### TASK TO CARRY OUT
Give all of the data again exactly as written, omitting every image.
* * * * *
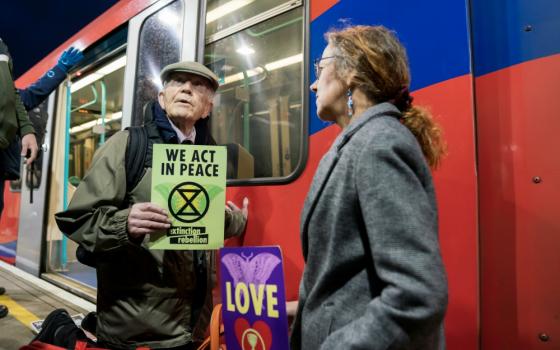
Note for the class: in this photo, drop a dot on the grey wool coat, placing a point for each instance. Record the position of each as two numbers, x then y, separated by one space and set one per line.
374 277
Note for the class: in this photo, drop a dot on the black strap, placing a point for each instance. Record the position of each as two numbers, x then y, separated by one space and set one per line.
135 156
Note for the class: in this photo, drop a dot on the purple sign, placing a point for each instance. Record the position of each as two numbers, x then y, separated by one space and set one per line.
253 298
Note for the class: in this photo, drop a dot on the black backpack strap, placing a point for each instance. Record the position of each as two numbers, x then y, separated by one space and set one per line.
135 156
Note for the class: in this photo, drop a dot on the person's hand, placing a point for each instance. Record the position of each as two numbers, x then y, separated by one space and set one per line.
234 208
29 143
145 218
70 58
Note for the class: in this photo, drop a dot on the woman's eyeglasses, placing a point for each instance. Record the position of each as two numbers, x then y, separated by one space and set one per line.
318 68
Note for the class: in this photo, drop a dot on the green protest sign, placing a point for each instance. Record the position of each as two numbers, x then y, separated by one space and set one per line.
189 182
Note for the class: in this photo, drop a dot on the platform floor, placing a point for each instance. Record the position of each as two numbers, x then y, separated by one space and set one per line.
30 299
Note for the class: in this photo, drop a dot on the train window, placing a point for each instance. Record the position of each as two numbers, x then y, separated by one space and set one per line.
223 14
95 114
159 45
258 108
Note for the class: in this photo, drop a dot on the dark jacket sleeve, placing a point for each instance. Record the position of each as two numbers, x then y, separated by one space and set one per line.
400 218
33 95
25 125
97 215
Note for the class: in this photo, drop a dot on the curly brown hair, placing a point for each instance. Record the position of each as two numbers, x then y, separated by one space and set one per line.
380 66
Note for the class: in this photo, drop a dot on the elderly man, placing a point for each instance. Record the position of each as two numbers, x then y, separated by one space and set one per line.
160 299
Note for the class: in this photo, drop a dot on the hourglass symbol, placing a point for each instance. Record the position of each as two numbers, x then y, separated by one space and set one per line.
253 339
* * * * *
### SOLUTION TO THIS TASK
Note for the class: in this photo, drop a dot on the grey wool coat, placing a point for each instance. Record the position of each as two numbers, x then y, separated by one space and set one per line.
374 277
Note for the class: in this photo, drop a dot on the black strap, placing a point for each instance. Record the position of each as two numbers, x then y, separated by one space and set one per line.
135 156
Note for the class: in this photo, drop a dot on the purple sign, placing a point for each instance. Record the position of each as two numbers, x then y, separated by one space and set one per line.
253 298
Note for the class: in this photo, drop a dot on the black backpack strap, placing a point for each instance. Record the position of each as two numbers, x then y, separated by one space and set one per line.
135 156
Note for the class: in this photo, drop a dot on the person's hand, placing a point for each instance. Record the position of each as two numbers, x then y, separated by one space and set one per line.
234 208
29 143
145 218
70 58
Note for the class: in this photo, drop a dot on the woman's eyeglasses, placing a point for each instance. Record the position of each as two numbers, x then y, separated by one space and set one per line.
318 68
Note for the class: in this photo, drop a dot on the green protest sign, placing a point for each instance. Record the position of each as two numbers, x then y, separated by one space and set one per line.
189 182
Note for the class: in this photo, drop a dot on the platform floor, placing a point for each instance. Record the position of each as two numbers, x then y, separated by one space and set one per line.
30 299
Note for the class: in this photo, drop a dot on the train window, placing a point for each instance. Record the position of each as two numbers, x then y, separated by one space and set one per line.
223 14
95 114
159 45
258 108
Note for the class: in this photo, drop a dot on the dark jacket sleeve, placing a point for each instance. Record the position of each as two numbers, x then y, separated by one space and set one per line.
400 218
33 95
25 125
97 215
Note for the class: in this photo, drop a dot on the curly brown hair, placing a point for each instance. Record the position of each as two numbers, x then y, separated by one space and set one per line.
380 66
Note for the class: in this photo, drop a dot on the elderly man, placing a point for each instance. Record the position of each as two numbers, x then y, separated by one space and set one per line.
160 299
Note for the class: in this photo, drop a dot on the hourglass symbol, placing a point for each instance. Record the position of each as two numbers, x then y, separated by one space and set one per line.
253 339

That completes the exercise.